§ **Directive**:
Can you retype the part of the passage on disjunctive normal form starting at "The formula \( (a" and ending at "satisfying truth assignments."?

++++ Passage to read ++++

The disjunctive normal form is the dual of CNF. We define a cube to be a conjunction \( (l_1 \land l_2 \land … \land l_n) \) of literals. A cube is contradictory if it contains a literal and its negation. A formula is in disjunctive normal form (DNF) if it is a disjunction of cubes.

Example

The formula \( (a \land \neg b) \lor (\neg a \land \neg b \land c) \) is in DNF.

Checking whether a DNF formula is satisfiable is easy: as the formula is a disjunction of cubes, each non-contradictory cube corresponds to one or more satisfying truth assignments.

Example

The DNF formula \( (a \land \neg b) \lor (\neg a \land \neg b \land c) \) over the three variables \( \Set{a,b,c} \) has three satisfying truth assignments:

• ​ The cube \( (a \land \neg b) \) corresponds to \( \Set{a \mapsto \True, b \mapsto \False, c \mapsto \False} \) and \( \Set{a \mapsto \True, b \mapsto \False, c \mapsto \True} \).

• ​ The cube \( (\neg a \land \neg b \land c) \) corresponds to \( \Set{a \mapsto \False, b \mapsto \False, c \mapsto \True} \).

However, this fact does not make SAT solving trivial: translating a formula to DNF can require exponential time and space in the worst case.

Example

Consider the parity formula \( x_1 \Xor x_2 \Xor \ldots \Xor x_n \). Its minimal DNF consists of \( 2^{n-1} \) cubes of length \( n \). For instance, when \( n = 3 \), the DNF of \( x_1 \Xor x_2 \Xor x_3 \) is \begin{eqnarray*} (\neg x_1 \land \neg x_2 \land x_3) &{\lor}&\\\\ (\neg x_1 \land x_2 \land \neg x_3) &{\lor}&\\\\ (x_1 \land \neg x_2 \land \neg x_3) &{\lor}&\\\\ (x_1 \land x_2 \land x_3) \end{eqnarray*}

As with CNF (recall the section CNF Translations), a formula can be translated to DNF by local rewriting rules:

• ​ removing other binary operands but disjunction and conjunction,

• ​ pushing negations next to variables, and

• ​ pushing disjunctions outside of conjunctions with the rule \( {\EHS \land (\LHS \lor \RHS)} \Trans {(\EHS \land \LHS) \lor (\EHS \land \RHS)} \)

++++ Dataset rows ++++

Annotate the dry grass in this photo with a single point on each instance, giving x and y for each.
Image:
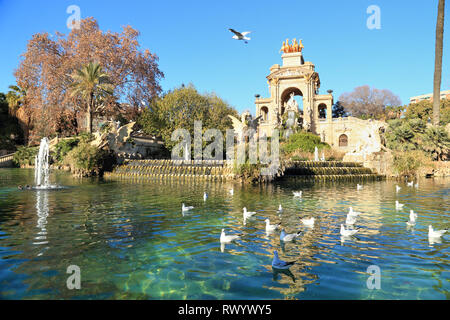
(330, 154)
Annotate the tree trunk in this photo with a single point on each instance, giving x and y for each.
(89, 114)
(438, 61)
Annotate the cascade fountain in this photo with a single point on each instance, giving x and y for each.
(41, 166)
(316, 154)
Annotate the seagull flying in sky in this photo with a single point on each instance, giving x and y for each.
(240, 35)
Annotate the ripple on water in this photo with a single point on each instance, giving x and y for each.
(132, 241)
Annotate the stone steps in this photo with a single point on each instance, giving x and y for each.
(328, 171)
(217, 170)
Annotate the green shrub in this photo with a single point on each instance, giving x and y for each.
(85, 160)
(25, 155)
(407, 163)
(248, 172)
(304, 141)
(63, 147)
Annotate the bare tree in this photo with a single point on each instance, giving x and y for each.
(438, 61)
(366, 102)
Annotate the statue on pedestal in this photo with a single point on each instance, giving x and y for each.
(246, 127)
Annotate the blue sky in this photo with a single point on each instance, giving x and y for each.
(194, 45)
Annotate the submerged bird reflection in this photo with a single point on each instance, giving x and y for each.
(276, 272)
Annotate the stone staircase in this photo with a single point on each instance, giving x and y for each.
(328, 171)
(213, 170)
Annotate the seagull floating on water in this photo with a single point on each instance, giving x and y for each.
(435, 233)
(308, 222)
(347, 232)
(240, 35)
(248, 214)
(353, 213)
(271, 227)
(280, 264)
(351, 219)
(225, 239)
(288, 237)
(297, 193)
(398, 205)
(412, 218)
(184, 208)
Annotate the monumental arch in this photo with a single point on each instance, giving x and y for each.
(295, 77)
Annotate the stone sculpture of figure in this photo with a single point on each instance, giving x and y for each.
(300, 46)
(295, 46)
(241, 127)
(292, 104)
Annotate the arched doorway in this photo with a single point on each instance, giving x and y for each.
(264, 113)
(322, 111)
(343, 140)
(286, 95)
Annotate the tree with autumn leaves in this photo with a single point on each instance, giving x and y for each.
(51, 73)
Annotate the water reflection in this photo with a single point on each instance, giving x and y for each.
(276, 272)
(42, 211)
(132, 242)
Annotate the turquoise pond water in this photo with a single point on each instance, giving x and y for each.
(131, 240)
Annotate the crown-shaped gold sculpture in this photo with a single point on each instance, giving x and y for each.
(294, 47)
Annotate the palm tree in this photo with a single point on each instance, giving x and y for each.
(438, 61)
(15, 98)
(91, 84)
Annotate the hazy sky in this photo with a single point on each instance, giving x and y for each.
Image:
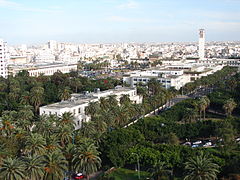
(102, 21)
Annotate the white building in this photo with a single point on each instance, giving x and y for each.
(4, 57)
(167, 77)
(201, 45)
(45, 69)
(52, 45)
(78, 102)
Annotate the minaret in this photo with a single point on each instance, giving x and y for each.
(201, 45)
(3, 59)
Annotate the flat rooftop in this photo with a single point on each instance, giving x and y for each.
(79, 99)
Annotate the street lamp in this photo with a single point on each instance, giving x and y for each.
(138, 164)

++++

§ **Response to this task**:
The formula \( (a \land \neg b) \lor (\neg a \land \neg b \land c) \) is in DNF.

Checking whether a DNF formula is satisfiable is easy: as the formula is a disjunction of cubes, each non-contradictory cube corresponds to one or more satisfying truth assignments.